▶ _Textausschnitt_:
•••••
Station um Station wird geleert. Es gibt nur noch eine Diagnose: beidseitige Lungenentzündung. Patient nach Patient wird positiv auf das neue Coronavirus Sars-CoV-2 getestet. "Es gibt keine Chirurgen, Urologen, Orthopäden mehr, wir sind nur Ärzte, die plötzlich Teil eines einzigen Teams werden, um diesem Tsunami zu begegnen, der uns überwältigt hat."

Diese Schilderungen des jungen italienischen Arztes Daniele Macchini gehen dieser Tage an niemandem mehr einfach so vorbei. Besonders nicht an denen, die in ähnlichen Berufen arbeiten und sich auf die vom neuen Coronavirus ausgelöste Lungenerkrankung Covid-19 einstellen müssen. Macchini arbeitet in der besonders hart getroffenen Lombardei. Mit seinem Facebook-Post wollte er Leute warnen: Bleibt zu Hause, sorgt dafür, dass das Virus keine Chance hat, sich weiter auszubreiten. Denn sonst droht bald folgendes: Ärzte müssen Patienten abweisen, weil die Krankenhäuser überlastet sind. Die Gesellschaft der italienischen Anästhesisten und Intensivmediziner veröffentlichte sogar Empfehlungen, welche Patienten behandelt werden sollen, wenn die Intensivstationen überlastet sind – und welche Patienten abgewiesen werden müssen und deshalb sterben könnten.

Noch sind die Zahlen in Deutschland nicht annähernd so hoch wie in Italien. Aber weil sich Sars-CoV-2 exponentiell ausbreitet, könnte es sein, dass es auch hierzulande in wenigen Wochen Zehntausend oder Hunderttausend Fälle gibt. Etwas, das es unbedingt zu verhindern gilt, indem Infektionsketten nachverfolgt werden, Menschen in Quarantäne gehen und wir alle möglichst wenig sozialen Kontakt haben. Und doch stellt sich die Frage: Haben deutsche Krankenhäuser genügend Kapazitäten, wenn die Zahl schwerkranker Corona-Patienten steigt?
•••••
▶ _Aufgabenübersicht_:
1. Beantworten Sie anhand des Textausschnitts die folgenden Fragen:
(a) In welcher Region arbeitet der Arzt Daniele Macchini?
(b) Auf welchem Weg wandte er sich mit seiner Warnung an die Leute?
(c) Durch welche drei Maßnahmen soll ein starker Anstieg der Fälle in Deutschland verhindert werden?
2. Geben Sie den Absatz des Textausschnitts, der mit „Noch sind die Zahlen“ beginnt, als knappe Stichpunktliste wieder.
3. Geben Sie die Passage des Textausschnitts zwischen „Noch sind die“ und „schwerkranker Corona-Patienten steigt?“, beide Stellen eingeschlossen, wortgetreu aus.

▶ _Bereitgestellte Einträge_:
•••••
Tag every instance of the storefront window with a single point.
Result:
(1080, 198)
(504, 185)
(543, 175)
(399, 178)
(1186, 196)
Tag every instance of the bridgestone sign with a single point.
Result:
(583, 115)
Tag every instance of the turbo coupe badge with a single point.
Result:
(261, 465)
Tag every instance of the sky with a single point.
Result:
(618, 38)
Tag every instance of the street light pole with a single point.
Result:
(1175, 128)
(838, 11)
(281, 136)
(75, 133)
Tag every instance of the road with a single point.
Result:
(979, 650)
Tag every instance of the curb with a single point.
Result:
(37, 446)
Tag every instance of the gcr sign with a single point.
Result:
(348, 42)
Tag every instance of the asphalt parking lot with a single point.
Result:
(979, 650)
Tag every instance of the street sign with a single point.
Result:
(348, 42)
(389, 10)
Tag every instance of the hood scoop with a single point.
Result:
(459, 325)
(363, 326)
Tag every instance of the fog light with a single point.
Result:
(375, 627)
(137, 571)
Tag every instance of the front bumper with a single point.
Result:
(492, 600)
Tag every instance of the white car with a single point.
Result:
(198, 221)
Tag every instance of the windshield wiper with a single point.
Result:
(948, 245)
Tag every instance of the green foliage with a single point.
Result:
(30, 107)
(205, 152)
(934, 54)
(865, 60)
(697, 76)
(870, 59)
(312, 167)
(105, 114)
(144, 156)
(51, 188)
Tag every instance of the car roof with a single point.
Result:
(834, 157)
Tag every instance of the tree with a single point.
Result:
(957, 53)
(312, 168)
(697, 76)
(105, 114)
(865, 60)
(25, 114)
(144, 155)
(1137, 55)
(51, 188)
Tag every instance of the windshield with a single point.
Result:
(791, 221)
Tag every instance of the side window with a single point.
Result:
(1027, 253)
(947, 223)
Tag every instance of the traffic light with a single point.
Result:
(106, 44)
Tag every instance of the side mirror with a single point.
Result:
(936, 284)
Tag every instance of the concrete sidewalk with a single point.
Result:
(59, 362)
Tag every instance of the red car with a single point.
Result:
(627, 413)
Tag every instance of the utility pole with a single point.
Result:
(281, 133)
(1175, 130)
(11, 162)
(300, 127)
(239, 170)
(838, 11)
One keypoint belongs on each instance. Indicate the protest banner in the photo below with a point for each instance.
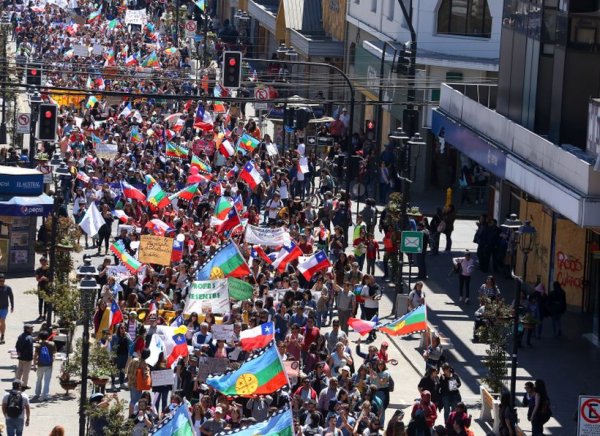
(211, 365)
(81, 50)
(155, 249)
(208, 295)
(267, 236)
(107, 151)
(292, 369)
(223, 332)
(138, 16)
(162, 378)
(240, 290)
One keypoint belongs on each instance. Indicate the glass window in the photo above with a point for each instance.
(465, 17)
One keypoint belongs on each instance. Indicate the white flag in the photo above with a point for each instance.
(92, 221)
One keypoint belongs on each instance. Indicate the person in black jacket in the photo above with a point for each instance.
(557, 306)
(24, 349)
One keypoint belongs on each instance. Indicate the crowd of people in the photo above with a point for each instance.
(187, 170)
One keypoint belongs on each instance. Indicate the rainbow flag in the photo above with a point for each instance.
(201, 5)
(226, 262)
(130, 262)
(175, 150)
(157, 198)
(94, 15)
(222, 208)
(135, 135)
(201, 165)
(151, 61)
(248, 143)
(186, 194)
(413, 322)
(261, 374)
(279, 424)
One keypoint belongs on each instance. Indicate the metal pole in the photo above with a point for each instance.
(85, 354)
(177, 7)
(53, 237)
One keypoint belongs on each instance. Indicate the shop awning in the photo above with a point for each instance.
(40, 205)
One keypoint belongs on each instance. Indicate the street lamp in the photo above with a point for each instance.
(525, 238)
(88, 288)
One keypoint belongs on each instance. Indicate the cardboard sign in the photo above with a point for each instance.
(162, 378)
(211, 365)
(81, 50)
(138, 17)
(106, 151)
(208, 296)
(223, 332)
(155, 249)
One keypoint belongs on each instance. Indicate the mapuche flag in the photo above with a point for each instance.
(227, 262)
(261, 374)
(413, 322)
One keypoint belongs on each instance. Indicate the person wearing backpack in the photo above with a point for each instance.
(24, 349)
(15, 407)
(43, 358)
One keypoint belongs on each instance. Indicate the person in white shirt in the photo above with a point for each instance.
(464, 266)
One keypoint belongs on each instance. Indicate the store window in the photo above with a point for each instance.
(465, 18)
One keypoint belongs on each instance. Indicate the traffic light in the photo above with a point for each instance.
(303, 116)
(34, 74)
(232, 69)
(289, 117)
(370, 129)
(48, 122)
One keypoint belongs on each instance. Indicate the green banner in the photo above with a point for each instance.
(240, 290)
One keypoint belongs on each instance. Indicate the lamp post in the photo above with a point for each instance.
(59, 172)
(525, 236)
(88, 288)
(34, 103)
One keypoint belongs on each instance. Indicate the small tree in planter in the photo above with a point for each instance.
(496, 331)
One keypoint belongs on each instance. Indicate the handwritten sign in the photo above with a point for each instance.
(155, 249)
(136, 17)
(208, 296)
(162, 378)
(211, 365)
(223, 332)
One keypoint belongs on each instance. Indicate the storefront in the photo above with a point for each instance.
(21, 202)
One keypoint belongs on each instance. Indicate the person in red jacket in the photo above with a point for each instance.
(426, 408)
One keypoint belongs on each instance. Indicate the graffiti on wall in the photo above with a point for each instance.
(569, 270)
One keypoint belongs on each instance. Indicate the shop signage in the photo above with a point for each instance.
(22, 184)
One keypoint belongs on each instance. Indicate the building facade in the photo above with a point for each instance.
(530, 134)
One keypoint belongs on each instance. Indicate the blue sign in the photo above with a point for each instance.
(470, 143)
(21, 184)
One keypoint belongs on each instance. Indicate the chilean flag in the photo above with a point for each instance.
(250, 175)
(286, 255)
(115, 314)
(179, 350)
(313, 264)
(257, 337)
(363, 327)
(132, 192)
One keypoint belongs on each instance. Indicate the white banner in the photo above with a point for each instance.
(136, 16)
(208, 295)
(223, 332)
(267, 236)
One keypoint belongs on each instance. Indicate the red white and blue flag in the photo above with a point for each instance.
(287, 254)
(250, 175)
(257, 337)
(314, 264)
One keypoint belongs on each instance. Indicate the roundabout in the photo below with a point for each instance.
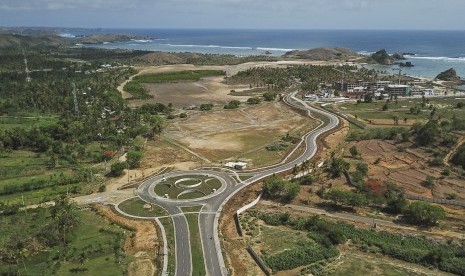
(212, 189)
(186, 187)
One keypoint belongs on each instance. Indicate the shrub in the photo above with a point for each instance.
(253, 100)
(234, 104)
(424, 213)
(269, 96)
(117, 169)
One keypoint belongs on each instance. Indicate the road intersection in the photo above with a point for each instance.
(214, 203)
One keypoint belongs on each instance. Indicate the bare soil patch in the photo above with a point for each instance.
(221, 135)
(142, 245)
(236, 256)
(408, 169)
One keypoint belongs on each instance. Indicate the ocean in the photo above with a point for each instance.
(434, 51)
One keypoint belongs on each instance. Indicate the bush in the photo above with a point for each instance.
(278, 146)
(206, 107)
(424, 213)
(345, 198)
(117, 169)
(276, 187)
(254, 100)
(134, 159)
(234, 104)
(269, 96)
(429, 182)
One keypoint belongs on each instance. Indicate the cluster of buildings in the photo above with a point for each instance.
(380, 88)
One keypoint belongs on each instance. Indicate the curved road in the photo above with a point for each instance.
(213, 204)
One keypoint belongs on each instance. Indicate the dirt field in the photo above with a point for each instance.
(408, 169)
(222, 135)
(236, 257)
(142, 245)
(183, 94)
(204, 91)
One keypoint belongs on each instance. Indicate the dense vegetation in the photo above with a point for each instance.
(310, 76)
(136, 88)
(447, 256)
(281, 189)
(51, 139)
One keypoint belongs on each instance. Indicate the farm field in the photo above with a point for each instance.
(408, 169)
(95, 238)
(222, 135)
(373, 112)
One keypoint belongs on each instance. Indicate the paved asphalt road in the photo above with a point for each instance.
(210, 213)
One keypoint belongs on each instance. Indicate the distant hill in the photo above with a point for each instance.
(448, 75)
(324, 54)
(15, 40)
(382, 57)
(100, 39)
(159, 58)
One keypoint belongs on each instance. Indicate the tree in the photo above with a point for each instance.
(353, 151)
(428, 134)
(65, 220)
(117, 169)
(269, 96)
(368, 98)
(424, 213)
(232, 104)
(345, 198)
(277, 187)
(395, 198)
(362, 168)
(429, 182)
(206, 107)
(133, 159)
(253, 100)
(337, 166)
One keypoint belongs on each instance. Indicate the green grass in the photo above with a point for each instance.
(96, 236)
(135, 207)
(198, 265)
(137, 90)
(277, 239)
(446, 108)
(169, 229)
(178, 76)
(8, 123)
(192, 209)
(168, 187)
(354, 265)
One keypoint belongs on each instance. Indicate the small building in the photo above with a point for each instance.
(236, 165)
(398, 89)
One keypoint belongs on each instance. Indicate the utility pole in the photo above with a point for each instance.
(342, 77)
(400, 71)
(26, 70)
(76, 108)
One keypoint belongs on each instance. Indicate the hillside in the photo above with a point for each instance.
(323, 54)
(448, 75)
(99, 39)
(14, 40)
(382, 57)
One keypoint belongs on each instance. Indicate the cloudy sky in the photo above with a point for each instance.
(255, 14)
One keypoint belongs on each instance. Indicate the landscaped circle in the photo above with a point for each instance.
(186, 187)
(188, 182)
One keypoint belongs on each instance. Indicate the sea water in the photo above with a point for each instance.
(433, 51)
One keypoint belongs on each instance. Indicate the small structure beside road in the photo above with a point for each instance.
(236, 165)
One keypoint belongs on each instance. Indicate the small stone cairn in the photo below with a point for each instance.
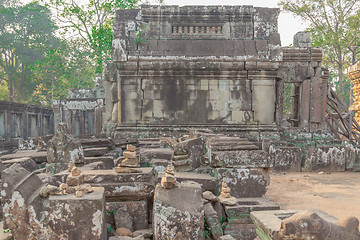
(74, 184)
(225, 197)
(130, 161)
(169, 181)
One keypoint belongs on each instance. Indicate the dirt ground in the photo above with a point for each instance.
(338, 194)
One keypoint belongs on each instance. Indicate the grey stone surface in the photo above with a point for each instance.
(244, 182)
(326, 158)
(286, 159)
(244, 158)
(268, 223)
(178, 212)
(148, 154)
(207, 182)
(26, 162)
(63, 147)
(212, 222)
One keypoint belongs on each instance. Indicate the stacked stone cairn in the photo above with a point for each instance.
(169, 181)
(129, 161)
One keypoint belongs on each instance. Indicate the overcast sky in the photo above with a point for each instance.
(288, 25)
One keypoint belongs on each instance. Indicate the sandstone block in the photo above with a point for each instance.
(178, 212)
(207, 182)
(327, 158)
(244, 182)
(26, 162)
(245, 158)
(146, 155)
(130, 214)
(78, 218)
(285, 159)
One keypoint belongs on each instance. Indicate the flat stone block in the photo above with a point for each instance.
(107, 161)
(207, 182)
(285, 159)
(159, 165)
(244, 158)
(38, 157)
(178, 212)
(146, 155)
(327, 158)
(26, 162)
(268, 223)
(244, 182)
(353, 158)
(246, 206)
(241, 231)
(110, 176)
(137, 210)
(132, 191)
(94, 152)
(78, 218)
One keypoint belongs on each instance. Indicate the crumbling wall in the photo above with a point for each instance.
(19, 120)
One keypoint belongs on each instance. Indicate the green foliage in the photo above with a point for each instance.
(334, 26)
(139, 36)
(60, 70)
(26, 33)
(90, 21)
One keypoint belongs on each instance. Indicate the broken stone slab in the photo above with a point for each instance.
(118, 186)
(127, 238)
(38, 157)
(241, 231)
(63, 147)
(159, 165)
(178, 212)
(108, 161)
(26, 162)
(226, 237)
(78, 218)
(148, 154)
(268, 223)
(285, 159)
(95, 152)
(245, 158)
(97, 142)
(244, 182)
(207, 182)
(54, 168)
(110, 176)
(146, 233)
(130, 214)
(243, 208)
(20, 196)
(131, 191)
(353, 158)
(326, 159)
(194, 148)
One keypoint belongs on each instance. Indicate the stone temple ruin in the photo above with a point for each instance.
(193, 108)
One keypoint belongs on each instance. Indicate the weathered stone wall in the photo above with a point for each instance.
(194, 65)
(19, 120)
(210, 65)
(82, 111)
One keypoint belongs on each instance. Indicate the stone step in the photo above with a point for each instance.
(95, 152)
(148, 154)
(28, 186)
(26, 162)
(107, 160)
(99, 142)
(207, 182)
(38, 157)
(243, 158)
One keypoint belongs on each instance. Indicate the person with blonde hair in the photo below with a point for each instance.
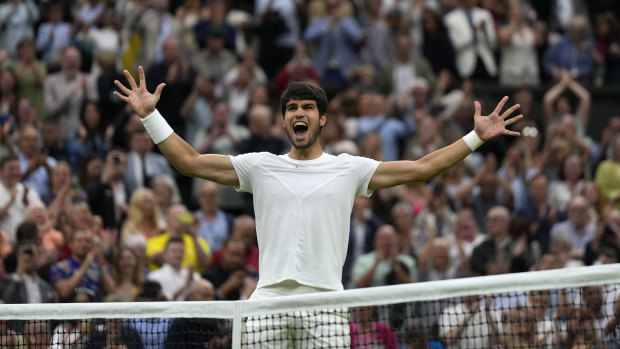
(143, 217)
(127, 274)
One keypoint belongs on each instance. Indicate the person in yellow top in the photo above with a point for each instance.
(181, 223)
(607, 175)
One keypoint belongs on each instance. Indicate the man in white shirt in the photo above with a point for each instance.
(303, 199)
(175, 280)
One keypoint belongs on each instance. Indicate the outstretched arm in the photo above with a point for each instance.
(213, 167)
(390, 174)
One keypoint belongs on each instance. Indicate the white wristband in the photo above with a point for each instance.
(157, 127)
(472, 140)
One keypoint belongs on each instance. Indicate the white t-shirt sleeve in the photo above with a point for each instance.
(364, 168)
(244, 166)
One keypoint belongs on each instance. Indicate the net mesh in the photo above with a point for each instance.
(574, 308)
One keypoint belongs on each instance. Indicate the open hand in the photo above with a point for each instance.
(139, 98)
(494, 124)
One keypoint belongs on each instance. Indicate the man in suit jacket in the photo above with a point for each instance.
(473, 36)
(142, 163)
(25, 285)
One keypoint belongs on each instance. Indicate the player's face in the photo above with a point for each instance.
(302, 123)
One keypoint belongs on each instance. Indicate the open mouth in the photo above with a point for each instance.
(300, 128)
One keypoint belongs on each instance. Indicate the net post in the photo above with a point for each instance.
(236, 330)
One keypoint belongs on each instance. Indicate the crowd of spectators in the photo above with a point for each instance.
(91, 211)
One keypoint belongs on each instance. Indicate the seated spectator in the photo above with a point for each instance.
(520, 329)
(438, 216)
(472, 33)
(525, 250)
(24, 285)
(491, 190)
(261, 137)
(53, 35)
(14, 196)
(85, 268)
(437, 47)
(372, 119)
(107, 195)
(569, 183)
(537, 210)
(608, 45)
(89, 135)
(561, 247)
(166, 193)
(364, 223)
(199, 333)
(12, 338)
(577, 225)
(33, 162)
(143, 163)
(540, 302)
(229, 274)
(30, 74)
(493, 256)
(519, 59)
(469, 324)
(143, 216)
(607, 175)
(411, 239)
(5, 247)
(237, 85)
(127, 274)
(582, 330)
(244, 229)
(37, 334)
(398, 76)
(367, 330)
(52, 240)
(176, 71)
(384, 265)
(214, 224)
(214, 60)
(197, 106)
(574, 52)
(181, 224)
(516, 172)
(19, 19)
(605, 246)
(336, 38)
(153, 332)
(299, 68)
(593, 301)
(434, 261)
(556, 103)
(115, 332)
(64, 92)
(175, 280)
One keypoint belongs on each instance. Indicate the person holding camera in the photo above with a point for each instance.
(25, 285)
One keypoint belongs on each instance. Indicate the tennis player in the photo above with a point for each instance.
(303, 199)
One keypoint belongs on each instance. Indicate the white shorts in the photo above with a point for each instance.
(298, 329)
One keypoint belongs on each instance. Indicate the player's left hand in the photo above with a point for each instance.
(492, 125)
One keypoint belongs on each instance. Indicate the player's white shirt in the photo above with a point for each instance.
(303, 209)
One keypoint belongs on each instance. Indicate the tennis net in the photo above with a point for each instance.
(547, 309)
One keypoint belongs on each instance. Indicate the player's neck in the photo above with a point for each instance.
(310, 153)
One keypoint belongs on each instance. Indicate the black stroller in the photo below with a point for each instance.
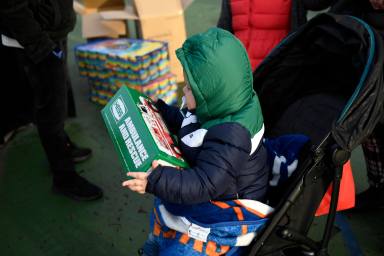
(324, 81)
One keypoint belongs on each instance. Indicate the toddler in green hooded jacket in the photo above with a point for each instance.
(220, 135)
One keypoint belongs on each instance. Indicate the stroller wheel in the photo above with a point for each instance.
(298, 251)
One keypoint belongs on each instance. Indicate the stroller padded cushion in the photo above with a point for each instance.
(311, 115)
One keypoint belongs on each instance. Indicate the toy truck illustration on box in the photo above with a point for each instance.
(139, 133)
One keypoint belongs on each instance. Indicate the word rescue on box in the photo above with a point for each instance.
(133, 142)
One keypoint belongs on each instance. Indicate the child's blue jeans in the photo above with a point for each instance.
(154, 246)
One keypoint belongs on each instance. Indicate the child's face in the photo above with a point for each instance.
(189, 98)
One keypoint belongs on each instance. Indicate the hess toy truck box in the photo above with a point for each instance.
(139, 133)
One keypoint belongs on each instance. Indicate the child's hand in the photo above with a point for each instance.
(140, 180)
(138, 183)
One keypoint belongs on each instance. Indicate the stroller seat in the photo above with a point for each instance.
(324, 81)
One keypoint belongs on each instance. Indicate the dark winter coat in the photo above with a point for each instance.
(223, 166)
(37, 24)
(359, 8)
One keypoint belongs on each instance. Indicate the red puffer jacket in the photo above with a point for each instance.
(260, 25)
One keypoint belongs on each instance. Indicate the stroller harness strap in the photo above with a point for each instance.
(220, 225)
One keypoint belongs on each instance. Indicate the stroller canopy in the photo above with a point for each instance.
(334, 55)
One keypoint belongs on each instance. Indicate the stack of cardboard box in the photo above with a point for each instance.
(154, 20)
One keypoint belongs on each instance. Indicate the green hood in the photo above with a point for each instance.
(220, 75)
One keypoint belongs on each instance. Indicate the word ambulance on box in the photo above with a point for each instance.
(139, 133)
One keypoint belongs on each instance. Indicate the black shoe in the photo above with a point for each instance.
(78, 154)
(79, 189)
(372, 198)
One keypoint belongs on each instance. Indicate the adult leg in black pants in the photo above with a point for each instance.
•••••
▶ _Lösungen der Aufgaben_:
1.
(a) In der Lombardei.
(b) Über einen Facebook-Post.
(c) Infektionsketten werden nachverfolgt, Menschen gehen in Quarantäne, und alle haben möglichst wenig sozialen Kontakt.

2.
- Die Zahlen in Deutschland sind noch nicht annähernd so hoch wie in Italien.
- Wegen der exponentiellen Ausbreitung von Sars-CoV-2 könnte es in wenigen Wochen Zehntausend oder Hunderttausend Fälle geben.
- Verhindert werden soll das durch Nachverfolgung von Infektionsketten, Quarantäne und möglichst wenig soziale Kontakte.
- Offen ist, ob deutsche Krankenhäuser genügend Kapazitäten für steigende Zahlen schwerkranker Corona-Patienten haben.

3.
Noch sind die Zahlen in Deutschland nicht annähernd so hoch wie in Italien. Aber weil sich Sars-CoV-2 exponentiell ausbreitet, könnte es sein, dass es auch hierzulande in wenigen Wochen Zehntausend oder Hunderttausend Fälle gibt. Etwas, das es unbedingt zu verhindern gilt, indem Infektionsketten nachverfolgt werden, Menschen in Quarantäne gehen und wir alle möglichst wenig sozialen Kontakt haben. Und doch stellt sich die Frage: Haben deutsche Krankenhäuser genügend Kapazitäten, wenn die Zahl schwerkranker Corona-Patienten steigt?